Required task: In this exercise, return the whole listing exactly, excluding any images.

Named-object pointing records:
────────────────

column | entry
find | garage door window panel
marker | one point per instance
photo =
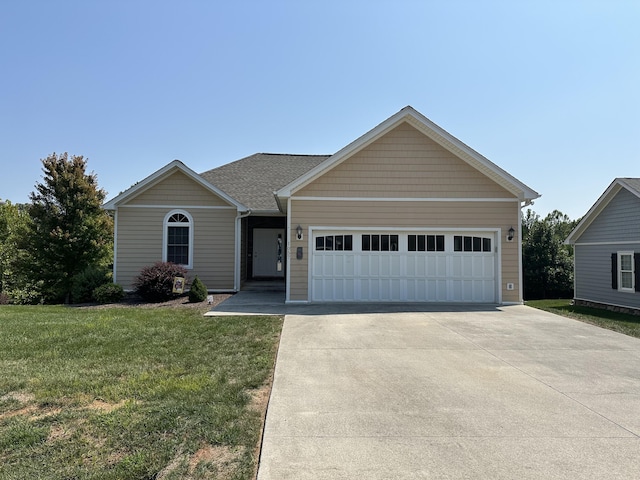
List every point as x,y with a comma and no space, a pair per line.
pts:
471,244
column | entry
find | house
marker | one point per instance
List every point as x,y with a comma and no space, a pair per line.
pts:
404,213
607,249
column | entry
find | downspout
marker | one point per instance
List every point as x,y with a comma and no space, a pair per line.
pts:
521,280
236,276
115,245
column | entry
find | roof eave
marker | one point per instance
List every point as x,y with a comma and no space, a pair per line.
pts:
594,211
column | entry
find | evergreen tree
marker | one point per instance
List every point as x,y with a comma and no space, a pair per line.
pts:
69,229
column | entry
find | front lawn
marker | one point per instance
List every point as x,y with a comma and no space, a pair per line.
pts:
132,393
619,322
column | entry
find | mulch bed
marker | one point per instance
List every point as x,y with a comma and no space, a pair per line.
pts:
132,300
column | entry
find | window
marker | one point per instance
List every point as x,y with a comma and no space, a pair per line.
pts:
426,243
379,243
471,244
334,242
178,238
626,272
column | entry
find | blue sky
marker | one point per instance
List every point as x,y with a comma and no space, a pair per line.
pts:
547,90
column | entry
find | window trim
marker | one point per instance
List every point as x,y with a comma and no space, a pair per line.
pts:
631,289
165,234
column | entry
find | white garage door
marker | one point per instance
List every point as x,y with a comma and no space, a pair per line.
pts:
403,267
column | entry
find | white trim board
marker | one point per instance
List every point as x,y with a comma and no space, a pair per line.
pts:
403,199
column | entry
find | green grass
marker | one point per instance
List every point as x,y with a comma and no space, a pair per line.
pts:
131,393
619,322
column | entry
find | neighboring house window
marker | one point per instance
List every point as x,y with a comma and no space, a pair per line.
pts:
178,238
335,242
626,272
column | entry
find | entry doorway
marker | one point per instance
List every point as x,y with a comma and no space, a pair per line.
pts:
268,253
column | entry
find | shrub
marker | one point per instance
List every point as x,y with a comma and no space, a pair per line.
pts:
108,293
198,291
155,282
84,283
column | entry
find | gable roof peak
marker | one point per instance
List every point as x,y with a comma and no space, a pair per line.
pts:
630,184
434,132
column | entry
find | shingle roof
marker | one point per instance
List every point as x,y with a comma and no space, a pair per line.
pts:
252,180
630,184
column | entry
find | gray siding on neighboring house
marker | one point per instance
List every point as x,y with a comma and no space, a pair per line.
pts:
593,275
610,232
619,221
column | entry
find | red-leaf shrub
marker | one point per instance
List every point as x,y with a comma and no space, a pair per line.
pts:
155,282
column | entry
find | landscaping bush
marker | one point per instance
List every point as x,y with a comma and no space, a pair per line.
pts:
155,282
108,293
84,283
198,292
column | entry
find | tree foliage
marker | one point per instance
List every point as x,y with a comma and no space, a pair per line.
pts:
547,261
69,231
15,284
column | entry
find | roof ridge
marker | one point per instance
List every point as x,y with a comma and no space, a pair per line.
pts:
295,154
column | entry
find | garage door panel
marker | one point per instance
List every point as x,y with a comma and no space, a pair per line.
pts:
431,276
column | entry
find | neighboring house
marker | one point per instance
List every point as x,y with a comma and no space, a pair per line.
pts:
607,249
405,213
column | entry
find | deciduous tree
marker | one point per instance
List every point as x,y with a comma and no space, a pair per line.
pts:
547,261
69,230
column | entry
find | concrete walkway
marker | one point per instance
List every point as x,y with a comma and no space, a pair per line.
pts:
497,393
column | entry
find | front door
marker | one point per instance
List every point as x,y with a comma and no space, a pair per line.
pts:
268,252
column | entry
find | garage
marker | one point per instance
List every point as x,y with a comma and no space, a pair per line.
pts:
403,266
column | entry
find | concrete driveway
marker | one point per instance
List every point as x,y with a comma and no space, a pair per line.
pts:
496,393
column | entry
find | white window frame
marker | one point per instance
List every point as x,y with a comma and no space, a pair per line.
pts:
165,234
631,289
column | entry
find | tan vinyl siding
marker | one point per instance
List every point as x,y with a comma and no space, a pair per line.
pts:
140,236
490,215
404,163
178,190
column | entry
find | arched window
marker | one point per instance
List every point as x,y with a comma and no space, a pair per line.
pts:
178,238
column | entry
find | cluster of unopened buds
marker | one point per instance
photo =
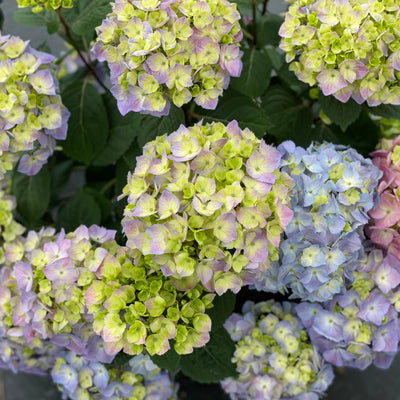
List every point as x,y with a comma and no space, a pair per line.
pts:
274,356
40,5
349,48
162,51
208,204
32,116
335,188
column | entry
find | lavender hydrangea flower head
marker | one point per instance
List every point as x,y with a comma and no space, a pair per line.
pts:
361,326
208,204
135,307
349,48
77,378
273,356
40,5
45,278
32,115
162,52
335,188
384,225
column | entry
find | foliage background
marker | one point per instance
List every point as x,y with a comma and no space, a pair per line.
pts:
372,384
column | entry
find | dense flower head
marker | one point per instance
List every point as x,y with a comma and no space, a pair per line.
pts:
139,379
135,307
335,188
207,204
349,48
361,326
32,115
40,5
384,226
43,282
163,51
274,357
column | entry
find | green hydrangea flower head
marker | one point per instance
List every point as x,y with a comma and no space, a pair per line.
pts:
208,204
349,48
40,5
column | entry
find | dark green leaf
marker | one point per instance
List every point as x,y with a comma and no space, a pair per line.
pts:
169,361
223,308
385,110
255,76
151,127
32,193
59,177
88,124
342,114
25,16
80,209
235,106
123,130
292,118
267,30
211,363
91,16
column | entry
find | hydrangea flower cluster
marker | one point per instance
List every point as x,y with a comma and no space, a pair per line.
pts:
349,48
40,5
135,307
208,203
140,379
32,115
163,51
335,188
361,326
43,285
384,225
273,356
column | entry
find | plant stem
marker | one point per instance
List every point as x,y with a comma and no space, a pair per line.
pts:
75,46
254,23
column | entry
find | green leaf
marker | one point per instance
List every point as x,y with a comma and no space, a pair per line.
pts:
91,16
342,114
88,124
385,110
80,209
255,76
123,130
223,308
267,30
32,193
25,16
151,127
169,361
292,118
235,106
211,363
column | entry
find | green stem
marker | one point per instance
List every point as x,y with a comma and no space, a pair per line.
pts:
75,46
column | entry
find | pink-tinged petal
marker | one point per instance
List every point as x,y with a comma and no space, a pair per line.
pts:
167,205
225,228
331,81
158,238
352,70
256,248
24,276
344,94
61,270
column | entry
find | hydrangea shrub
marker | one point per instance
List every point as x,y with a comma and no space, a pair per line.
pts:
349,48
32,116
208,204
274,356
162,52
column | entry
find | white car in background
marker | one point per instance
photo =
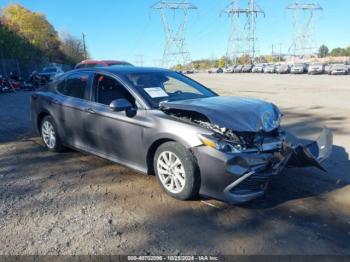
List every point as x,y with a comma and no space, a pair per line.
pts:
270,69
300,68
338,69
259,68
283,69
316,69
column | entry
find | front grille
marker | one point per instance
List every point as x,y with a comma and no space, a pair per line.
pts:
255,182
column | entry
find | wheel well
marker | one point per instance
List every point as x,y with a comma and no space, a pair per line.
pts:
151,152
40,119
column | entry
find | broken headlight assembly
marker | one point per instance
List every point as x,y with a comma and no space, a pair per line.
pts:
220,144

────────────────

Right answer:
column | entry
find | garage door window panel
marker | one point per instance
photo =
List every point as x,y with a comma and no space, a pair per line.
pts:
471,244
column | entry
find | house
marker | one point per instance
List every point as x,y with a comma and no space, a pair per line.
pts:
404,213
607,249
column | entry
find | downspout
marker | one point per instance
List every point as x,y with a comma and no space, a pair per line.
pts:
521,280
236,276
115,245
column | entry
find | roof eave
marker | one point per instance
List every point as x,y with a comma and no space, a pair per line.
pts:
594,211
column | entry
find | evergreen tree
marker | one point per instance
List every point as x,y with a comma and no space, a pair per line.
pts:
69,229
column | entry
find | front lawn
marker | one point per instance
List every point as x,y with a comma and no space, a pair per line.
pts:
132,393
619,322
column | entry
find | mulch bed
marker | one point per instance
List every point as x,y with a comma and no space, a pair per line.
pts:
132,300
column | entry
find | window
marker | one point per instance
List every point as x,y with a comma and no space, a pair per line.
pts:
426,243
379,243
471,244
334,242
178,238
626,272
column | entry
find | blue sky
marker | one point per instance
List every point as x,y with a comma and no space, a pair per line.
pts:
547,90
column | entry
find | window trim
marker | one point per instance
List every point as x,y with a comma and no space, a pair per line.
pts:
631,289
165,234
column | entry
find | white garage door
marker | one point per instance
List every point as x,y with a comma and no space, a pair per line.
pts:
403,267
column | entry
find | white trim board
marker | one point per instance
List every point as x,y with a comma and no space, a pair per line.
pts:
403,199
column | entry
find | green grass
marker | one point per instance
List every point as x,y with a comma and no space, a pair per line.
pts:
131,393
619,322
column | entry
find | neighboring house window
marker | one point per instance
List every point as x,y with a comma and no space, a pair per line.
pts:
178,238
335,242
626,272
column | entry
find | entry doorway
marker | one point per instance
List every point as x,y with a comma and no space, a pair per line.
pts:
268,253
column | entry
find | shrub
marker | one point per instance
List every point as x,y with a comma and no space, a pair per line.
pts:
108,293
198,291
155,282
84,283
column | entry
find | gable roof peak
marker | one point per instance
List every point as x,y with a comma and no space, a pair per line.
pts:
630,184
434,132
column | entry
find | shingle roof
marker | one point per instance
List every point as x,y with a comma and no space, a pair per line.
pts:
252,180
630,184
column | entry
find | gray siding on neighboring house
marker | one point per instance
List every point as x,y with a comma and no space, a pair per line.
pts:
593,275
610,232
619,221
column | entry
find | red-leaf shrub
marker | one point per instance
List every point as x,y with a comma and no space, a pair per line.
pts:
155,282
column | entry
find | landscaping bush
marker | one point per instance
List every point as x,y with a comma and no space, a pair per line.
pts:
155,282
108,293
84,283
198,292
column | entry
find | tree foliage
marker | one point per instance
List every point as x,y with a comma and no space, a pair per line.
pts:
547,261
69,231
15,284
column | entry
find | roof ridge
marker | one point per instance
List every point as x,y with a comma and no space, a pair per line.
pts:
295,154
column | entry
find | garage door panel
marker | one point per instance
List every point as x,y with a comma and no space, a pair per line.
pts:
431,276
column | entry
find | neighboring house
marker | one point per instance
List every point as x,y with a comma and no space, a pair per line.
pts:
607,249
405,213
column | entry
find | deciduous tree
marker | one point per instance
List every point as x,y with a comma and no space, a pair per line.
pts:
547,261
69,230
column | entry
find | concrete walkway
marker | one point per instance
List every point as x,y with a comma and no space, a pair per line.
pts:
497,393
column | entry
find | front door
marker | one point per instance
List every point as x,y with a comma and no space, a pair per line.
pts:
268,252
column | entry
find | garage
marker | one point per instance
List every point as x,y with a comma and no space, a pair per line.
pts:
403,266
column | entry
find | concrete driveway
marker | one point per instance
List every point as x,y with a comma and no space, a pair per line.
pts:
496,393
column | entry
find | white window frame
marker | one point per instance
List every point as x,y with a comma and no space, a pair per line.
pts:
165,234
631,289
column | entry
find | tan vinyl siding
marker | one point per instance
List every point as x,y with a comma and no space, a pair per line.
pts:
140,236
490,215
404,163
178,190
column | entry
find | arched window
marker | one point per instance
List every point as x,y with a comma and no space, a pair per line.
pts:
178,238
column | entry
find | cluster of unopened buds
marker | one point per instance
photo =
List every point as x,y with a comma and no space, a pair per line.
pts:
274,356
40,5
349,48
162,51
208,204
32,116
335,188
column | entry
find | lavender hydrangea flower head
marker | one point per instance
List every point as x,y with a comma and no space, a pair per line.
pts:
361,326
208,204
135,307
349,48
77,378
273,356
40,5
45,278
32,115
162,52
335,188
384,225
column | entry
find | foliage background
marker | one point per instance
List every point as x,y with a comma and no space, a pair per line.
pts:
372,384
column | entry
find | dense flower head
marker | one point per instance
List every point as x,y with a comma and no space, a pair per line.
pts:
139,379
135,307
335,188
207,204
349,48
361,326
32,115
40,5
384,226
43,282
163,51
274,357
column | entry
find | green hydrangea flower head
marker | one point per instance
List every point as x,y with a comma and no space, a pair per line.
pts:
208,204
349,48
40,5
column | entry
find | dark green leaf
marker | one point per instance
List every point as x,y with a comma and no space, a pair per line.
pts:
169,361
223,308
385,110
255,76
151,127
32,193
59,177
88,124
342,114
25,16
80,209
235,106
123,130
292,118
267,30
211,363
91,16
column | entry
find | hydrangea flower cluster
marker | one point per instance
List every point as x,y with a comma and no space, a pair per line.
pts:
349,48
40,5
135,307
208,203
140,379
32,115
163,51
335,188
361,326
43,285
384,225
273,356
column | entry
find | plant stem
marker | one point per instance
List every point as x,y with a comma and no space, a pair per line.
pts:
75,46
254,23
column | entry
find | green leaf
marker | one point per instance
List every point as x,y with a comma and no space, a pair per line.
pts:
91,16
342,114
88,124
385,110
80,209
255,76
123,130
223,308
267,30
32,193
25,16
151,127
169,361
292,118
235,106
211,363
column | entry
find | green stem
marker | one point per instance
List every point as x,y with a comma and no space, a pair per line.
pts:
75,46
column | entry
find | pink-tinged petal
marker | one point per instance
List every point as x,y with a comma and no space, a pair per line.
pts:
167,205
225,228
331,81
158,238
352,70
256,248
24,276
344,94
61,270
column | entry
find | hydrangea shrub
marker | one point per instance
List every point as x,y with a comma and no space, a pair per line.
pts:
349,48
32,116
208,204
274,356
162,52
column | entry
find | white car in background
marker | one point per instance
photo =
List every point as x,y with a comma and no space, a pair per line.
pts:
270,69
300,68
338,69
259,68
283,69
316,69
column | entry
find | front grille
marker | one point per instance
List every point as x,y with a comma and no space, a pair per line.
pts:
255,182
column | entry
find | wheel well
marker | one point per instance
List every point as x,y with a comma and no space, a pair per line.
pts:
151,152
40,119
column | entry
find | broken headlight assembly
marker | one point per instance
List every point as x,y with a comma and no space, a pair per line.
pts:
220,144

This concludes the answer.